#### [Extracted material]
____________

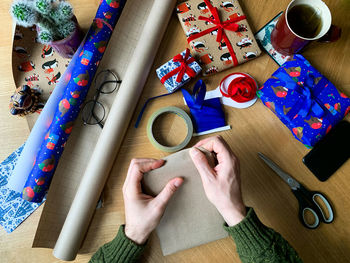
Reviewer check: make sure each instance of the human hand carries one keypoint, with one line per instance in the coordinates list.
(222, 184)
(143, 212)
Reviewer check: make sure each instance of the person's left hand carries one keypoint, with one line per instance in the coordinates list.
(143, 212)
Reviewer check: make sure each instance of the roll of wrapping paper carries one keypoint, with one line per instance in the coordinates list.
(107, 147)
(68, 108)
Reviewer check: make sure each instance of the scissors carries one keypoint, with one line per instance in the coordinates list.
(305, 198)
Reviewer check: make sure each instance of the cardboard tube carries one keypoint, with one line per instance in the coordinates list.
(100, 164)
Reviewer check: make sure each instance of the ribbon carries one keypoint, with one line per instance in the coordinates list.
(182, 69)
(240, 89)
(207, 114)
(309, 103)
(221, 27)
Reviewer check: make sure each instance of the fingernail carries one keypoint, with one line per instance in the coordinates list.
(194, 151)
(178, 182)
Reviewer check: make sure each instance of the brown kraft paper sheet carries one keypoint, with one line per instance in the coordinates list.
(212, 55)
(190, 219)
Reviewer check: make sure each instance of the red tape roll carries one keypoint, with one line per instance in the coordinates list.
(241, 89)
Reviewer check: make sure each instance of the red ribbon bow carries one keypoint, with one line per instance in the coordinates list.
(241, 89)
(221, 27)
(182, 69)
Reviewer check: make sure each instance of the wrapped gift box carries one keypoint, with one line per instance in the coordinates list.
(171, 83)
(213, 53)
(304, 100)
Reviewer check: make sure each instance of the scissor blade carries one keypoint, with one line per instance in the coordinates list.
(286, 177)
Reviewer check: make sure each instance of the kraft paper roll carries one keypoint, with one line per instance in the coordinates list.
(67, 110)
(181, 113)
(100, 164)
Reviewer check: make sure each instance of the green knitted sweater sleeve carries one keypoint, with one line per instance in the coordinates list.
(119, 250)
(257, 243)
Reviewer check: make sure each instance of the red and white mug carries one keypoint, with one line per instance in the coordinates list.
(287, 42)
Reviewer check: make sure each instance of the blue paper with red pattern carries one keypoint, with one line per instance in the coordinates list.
(304, 100)
(68, 109)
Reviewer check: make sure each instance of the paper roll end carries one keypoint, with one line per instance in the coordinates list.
(64, 254)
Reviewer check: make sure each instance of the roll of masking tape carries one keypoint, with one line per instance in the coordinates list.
(179, 112)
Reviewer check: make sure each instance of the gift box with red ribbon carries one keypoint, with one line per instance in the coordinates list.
(178, 71)
(304, 100)
(218, 33)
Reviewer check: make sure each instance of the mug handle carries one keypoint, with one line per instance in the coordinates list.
(333, 34)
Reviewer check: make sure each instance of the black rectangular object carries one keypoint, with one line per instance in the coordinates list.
(330, 153)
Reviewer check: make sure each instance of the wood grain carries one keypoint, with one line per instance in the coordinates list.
(254, 129)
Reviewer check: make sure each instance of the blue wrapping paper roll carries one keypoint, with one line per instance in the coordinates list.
(68, 108)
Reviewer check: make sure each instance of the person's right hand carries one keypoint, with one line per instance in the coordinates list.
(222, 184)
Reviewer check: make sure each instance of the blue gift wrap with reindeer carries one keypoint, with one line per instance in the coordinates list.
(304, 100)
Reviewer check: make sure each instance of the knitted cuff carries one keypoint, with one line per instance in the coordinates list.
(250, 235)
(122, 249)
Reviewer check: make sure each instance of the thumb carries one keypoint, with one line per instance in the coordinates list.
(201, 163)
(168, 191)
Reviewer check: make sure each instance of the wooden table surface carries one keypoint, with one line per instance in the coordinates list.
(254, 129)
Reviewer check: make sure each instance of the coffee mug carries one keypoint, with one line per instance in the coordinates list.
(302, 22)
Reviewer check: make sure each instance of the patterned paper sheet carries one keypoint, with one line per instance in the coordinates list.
(35, 64)
(13, 209)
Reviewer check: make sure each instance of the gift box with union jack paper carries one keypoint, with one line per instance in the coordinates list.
(218, 33)
(304, 100)
(178, 71)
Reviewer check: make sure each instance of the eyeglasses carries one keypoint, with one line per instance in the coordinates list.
(94, 112)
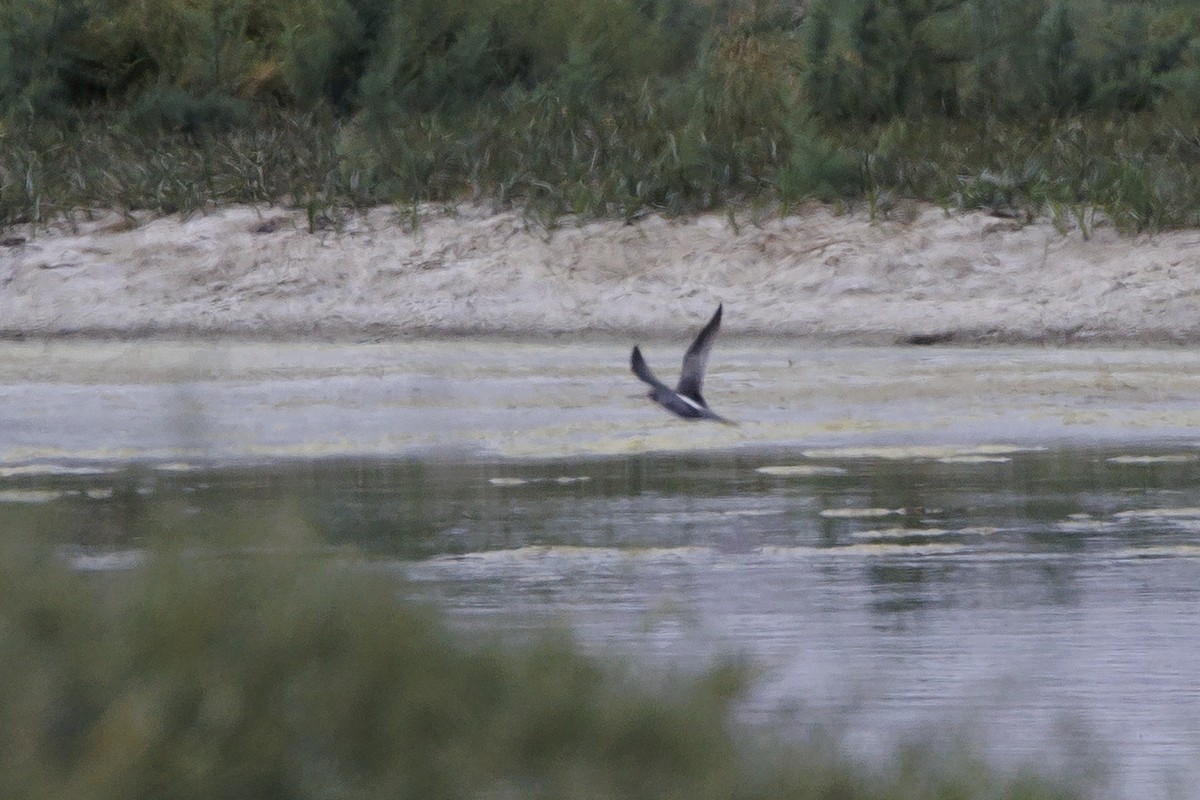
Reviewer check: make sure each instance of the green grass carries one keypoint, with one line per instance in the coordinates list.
(241, 663)
(1080, 110)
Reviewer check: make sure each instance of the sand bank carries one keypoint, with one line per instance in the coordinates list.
(837, 277)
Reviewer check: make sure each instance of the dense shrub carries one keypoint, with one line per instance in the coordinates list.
(598, 108)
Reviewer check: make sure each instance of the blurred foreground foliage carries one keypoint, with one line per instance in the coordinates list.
(249, 666)
(603, 107)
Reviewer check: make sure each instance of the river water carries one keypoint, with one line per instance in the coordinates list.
(900, 541)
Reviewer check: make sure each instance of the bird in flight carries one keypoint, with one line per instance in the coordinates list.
(684, 400)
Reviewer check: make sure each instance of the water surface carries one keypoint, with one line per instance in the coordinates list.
(900, 541)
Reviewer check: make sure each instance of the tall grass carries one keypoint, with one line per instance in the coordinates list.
(613, 108)
(256, 665)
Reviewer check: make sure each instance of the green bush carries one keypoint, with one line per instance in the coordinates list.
(233, 665)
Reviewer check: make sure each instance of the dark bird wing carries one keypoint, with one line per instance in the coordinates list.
(696, 359)
(637, 364)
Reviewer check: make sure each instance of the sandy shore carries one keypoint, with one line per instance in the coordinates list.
(930, 276)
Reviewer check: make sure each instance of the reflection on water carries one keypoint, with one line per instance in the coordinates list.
(1047, 597)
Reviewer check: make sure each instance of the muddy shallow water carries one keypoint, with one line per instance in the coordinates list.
(162, 401)
(899, 540)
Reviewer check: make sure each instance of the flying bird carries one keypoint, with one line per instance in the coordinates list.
(684, 400)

____________

#### [What you will do]
In the listing above, find the line containing "Reviewer check: make sure each instance of the tall" and please quote exactly that line through the last one, and no other lines.

#### [Expected answer]
Reviewer check: make sure each instance of the tall grass carries one keypoint, with one line per instance in the coordinates list.
(613, 108)
(256, 665)
Reviewer check: make sure each instance of the green bush carries one keypoint, with one line per instance in the coordinates list.
(233, 665)
Reviewer check: make sure each instance of the dark bird wing carries one keypoint, with one line per instance in the coordinates list.
(696, 359)
(637, 364)
Reviewer check: make sure each instance of the sandy shore carries one keypoint, with one line per instance in the coordinates list.
(930, 276)
Reviewer check: make sure each instance of the reflection on water carries one keypoint, with one line per instance in the coordinates list.
(1047, 597)
Reviewer check: make sure each instance of the muddy shallow water carries one keypoint, with one line per instance in the coordinates list.
(162, 401)
(899, 540)
Reviewer check: make sure each instance of the flying bird carries one keypoint, with one line per instance in the coordinates list.
(684, 400)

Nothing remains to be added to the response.